WAT TE DOEN:
a - Ga na of de volgende uitspraken kloppen met de tekst over de ambitie van de provincie Overijssel, en antwoord per uitspraak met ja of nee, gevolgd door de doorslaggevende woorden uit die tekst, letterlijk geciteerd. (i) De gebiedskenmerken vormen het uitgangspunt. (ii) De steden worden omschreven als motoren voor cultuur en werkgelegenheid. (iii) De provincie streeft ernaar dat slechts een deel van de inwoners participeert.
b - Schrijf de tekst over de ambitie van de provincie Overijssel verder vanaf het einde van de laatste zin.

De hoofdambitie van de provincie is een vitale samenleving tot ontplooiing te laten komen in een mooi landschap. Een samenleving waarin alle inwoners van de provincie Overijssel zich thuis voelen en participeren. Met bloeiende steden als motoren voor cultuur en werkgelegenheid, ingebed in een landschap, waarin wonen, natuur, landbouw en water elkaar versterken. De provincie wil de kwaliteit van de leefomgeving verbeteren met het oog op een goed vestigingsklimaat, een veilige en aantrekkelijke woonomgeving en een fraai buitengebied. Deze leefomgeving moet geschikt zijn voor de grote diversiteit aan activiteiten die mensen in de provincie willen ondernemen. Hierbij zijn de gebiedskenmerken het uitgangspunt. Dit zijn de ruimtelijke kenmerken van een gebied of een gebiedstype die bepalend zijn voor de karakteristiek en kwaliteit ervan.

VASTGELEGDE GEGEVENS:
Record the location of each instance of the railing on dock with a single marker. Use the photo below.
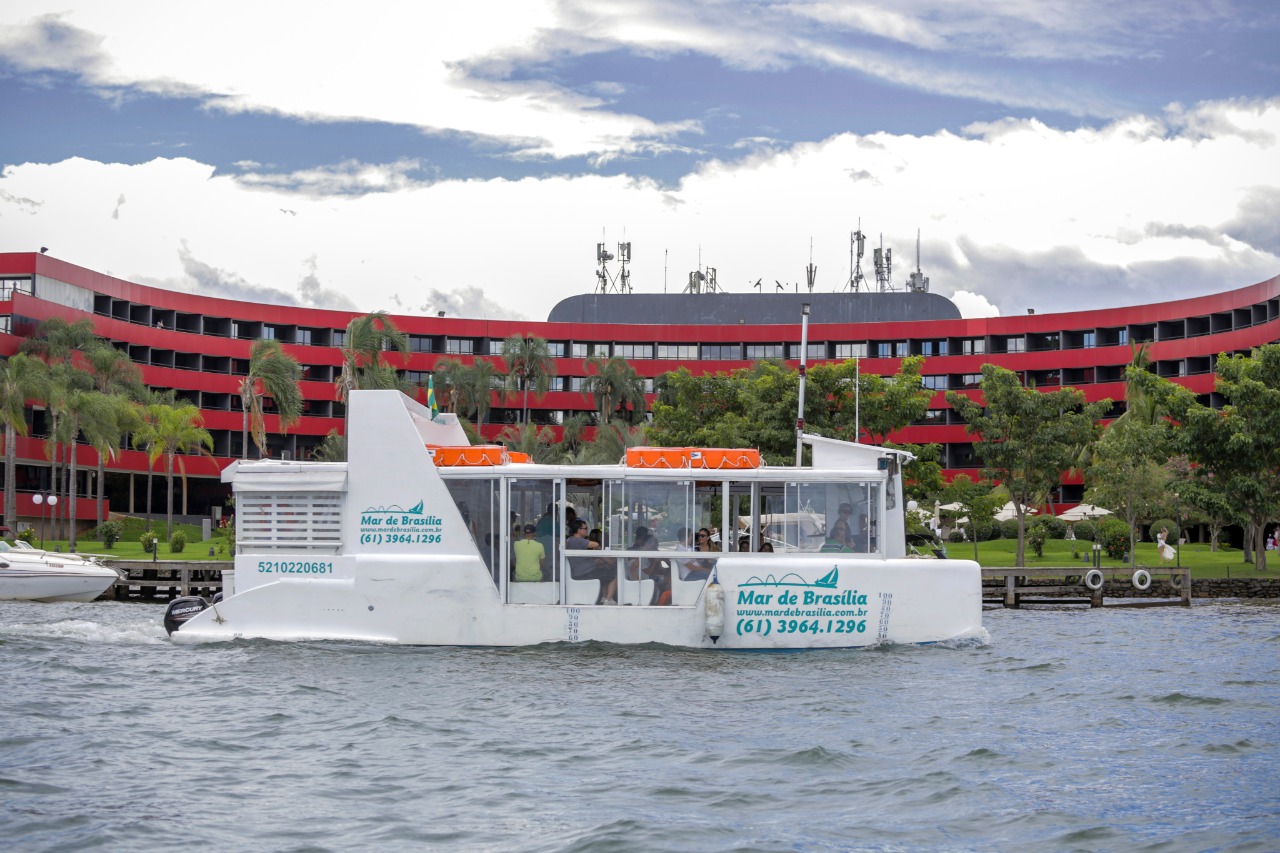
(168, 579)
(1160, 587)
==
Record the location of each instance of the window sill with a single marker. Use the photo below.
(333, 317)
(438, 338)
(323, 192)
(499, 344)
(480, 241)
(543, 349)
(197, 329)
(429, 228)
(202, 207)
--
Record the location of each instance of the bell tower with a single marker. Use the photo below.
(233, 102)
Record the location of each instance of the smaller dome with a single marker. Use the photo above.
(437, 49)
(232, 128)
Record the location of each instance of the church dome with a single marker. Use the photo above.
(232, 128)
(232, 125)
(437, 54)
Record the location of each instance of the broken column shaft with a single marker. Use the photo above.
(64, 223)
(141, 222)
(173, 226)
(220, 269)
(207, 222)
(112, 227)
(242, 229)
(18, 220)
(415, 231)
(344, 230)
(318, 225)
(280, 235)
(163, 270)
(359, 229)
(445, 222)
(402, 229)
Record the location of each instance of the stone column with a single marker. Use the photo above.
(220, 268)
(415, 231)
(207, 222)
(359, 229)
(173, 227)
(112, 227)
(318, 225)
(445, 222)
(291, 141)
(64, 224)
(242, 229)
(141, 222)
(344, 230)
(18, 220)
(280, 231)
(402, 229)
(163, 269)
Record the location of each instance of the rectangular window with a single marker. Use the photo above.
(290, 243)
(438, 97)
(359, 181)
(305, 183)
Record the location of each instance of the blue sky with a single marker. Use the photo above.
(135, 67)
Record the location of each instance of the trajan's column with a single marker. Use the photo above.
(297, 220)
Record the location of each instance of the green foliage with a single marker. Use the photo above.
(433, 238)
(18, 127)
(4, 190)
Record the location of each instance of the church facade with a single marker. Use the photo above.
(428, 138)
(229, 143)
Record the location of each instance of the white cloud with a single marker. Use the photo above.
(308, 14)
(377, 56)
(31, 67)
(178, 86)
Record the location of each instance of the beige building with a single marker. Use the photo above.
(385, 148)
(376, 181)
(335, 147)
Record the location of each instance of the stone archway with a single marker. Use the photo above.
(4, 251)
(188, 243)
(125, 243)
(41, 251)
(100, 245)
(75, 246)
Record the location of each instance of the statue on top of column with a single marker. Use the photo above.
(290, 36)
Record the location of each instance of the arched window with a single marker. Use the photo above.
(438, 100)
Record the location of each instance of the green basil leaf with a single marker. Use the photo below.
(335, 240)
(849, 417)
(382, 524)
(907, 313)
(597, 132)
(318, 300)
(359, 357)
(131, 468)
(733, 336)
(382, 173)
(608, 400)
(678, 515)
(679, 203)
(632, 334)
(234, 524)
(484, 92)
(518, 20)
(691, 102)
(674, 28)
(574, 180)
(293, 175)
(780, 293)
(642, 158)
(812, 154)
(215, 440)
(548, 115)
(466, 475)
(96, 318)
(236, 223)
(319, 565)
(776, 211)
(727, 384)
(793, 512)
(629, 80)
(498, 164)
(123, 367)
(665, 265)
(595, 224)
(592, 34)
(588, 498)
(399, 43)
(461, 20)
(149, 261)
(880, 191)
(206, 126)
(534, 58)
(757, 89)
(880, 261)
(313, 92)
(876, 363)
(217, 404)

ANTWOORDEN PER OPDRACHT:
a -
(i) Ja: "Hierbij zijn de gebiedskenmerken het uitgangspunt."
(ii) Ja: "Met bloeiende steden als motoren voor cultuur en werkgelegenheid"
(iii) Nee: "Een samenleving waarin alle inwoners van de provincie Overijssel zich thuis voelen en participeren."

b -
Op basis van de gebiedskenmerken en de beleidsambitie zijn zeven kwaliteitsambities

geformuleerd, te weten:

  • brede waaier aan woon-, werk- en mixmilieus: elk buurtschap, dorp en stad zijn eigen kleur;

  • voortbouwen aan de kenmerkende structuren van de agrarische cultuurlandschappen;

  • natuur als ruggengraat;

  • zichtbaar en beleefbaar mooi landschap;

  • het contrast tussen dynamische en luwe gebieden versterken door het infrastructuurnetwerk;

  • een continu en beleefbaar watersysteem als dragende structuur van Overijssel;

  • sterke ruimtelijke identiteiten als merken voor Overijssel.

 

Voor alle te onderscheiden gebieden zijn vervolgens ontwikkelingsperspectieven opgesteld. Daarbij is het grondgebied van de provincie opgedeeld in een Groene en Stedelijke Omgeving. De gronden binnen het plangebied zijn voornamelijk gelegen binnen de Groene omgeving. De Omgevingsvisie is kaderstellend voor eventuele ontwikkelingen in plangebied Duivecate-Reggedal.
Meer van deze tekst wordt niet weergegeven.